Pies potrafi być najlepszym przyjacielem i to wcale nie jest wyświechtany frazes. Jednak mimo tego ile on od siebie daje i jak jest dla człowieka wyrozumiały, to jest też przy tym wymagający. Biorąc pod uwagę, że to nasz codzienny towarzysz, z którym spędzamy mnóstwo czasu, decyzja o jego zakupie czy przygarnięciu powinna być przemyślana przynajmniej 10 razy.
Jeśli wciąż się wahacie i zastanawiacie, czy aby na pewno jest to dobry pomysł, chce Wam przedstawić listę rzeczy, z którymi po zakupie psa trzeba się liczyć. Zupełnie nie mam na myśli zniechęcania kogoś, to tylko krótkie przypomnienie z jakimi obowiązkami wiąże się taka decyzja.
Na końcu mam też coś co przyda się również posiadaczom psów!
Czas
Czas jest aktualnie jedną z najcenniejszych rzeczy, jakimi dysponujemy, a co krok ktoś stara się nas z niego ograbić. Oczywistą kwestią jest to, że tak duża zmiana w życiu jak nowy czworonożny członek rodziny, musi na to wpłynąć.
Na naukę:
Szkolenie szczeniaka powinniśmy zacząć już od samego początku. Uczymy podstawowych komend, pozytywnie wzmacniamy doceniając wszystkie dobre zachowania i staramy się reagować na to co złe, aby ułożyć sobie nasza relację od początku dobrze. U nas to działa już od pierwszych dni i widać efekty.
Na zabawę:
Ze szczeniakiem jest jak z dzieckiem. Śpi, albo chce się bawić. To ważna dla psa dawka ruchu i budowanie odpowiedniej więzi między nim, a właścicielem. U nas najczęściej są to bloki czasowe w okolicy 30 minut. Po takim czasie już mamy dość… i pies i my :)

Zawartość zbioru danych →
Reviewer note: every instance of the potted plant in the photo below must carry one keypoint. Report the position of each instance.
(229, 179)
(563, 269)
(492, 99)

Zadania do wykonania →
1 – Ile według tekstu o posiadaniu psa trwają zwykle bloki czasowe przeznaczone na zabawę ze szczeniakiem?
2 – Podejmij tekst o posiadaniu psa tam, gdzie się urywa, i napisz jego dalszy ciąg.
Wiersze pochodzą z innego źródła niż tekst o posiadaniu psa.

Wyniki zadań →
1 – Około 30 minut.

2 –
Na spacery:
Oczywiście wszystko zależy od tego jaka to rasa, jednak każdy pies potrzebuje aktywności w ciagu dnia. Pomijając krótkie spacery w celu ogarnięcia potrzeb fizjologicznych, odrobina ruchu zawsze jest potrzebna! To w założeniu wydaje się banalne i oczywiste, jednak trzeba sobie zdawać sprawę z tego na jaki czas jesteśmy związani tym rytuałem. Wracasz zmęczona do domu? Nie ma tak łatwo, jeszcze czeka Cię spacer ;)
Na pielęgnację:
Tutaj tez mamy co robić. Ponownie dużo zależy od wybranej rasy, ale weźmy na przykład takiego „domowego yorka’. Niby taki maluszek, a wymaga od nas dużej uwagi.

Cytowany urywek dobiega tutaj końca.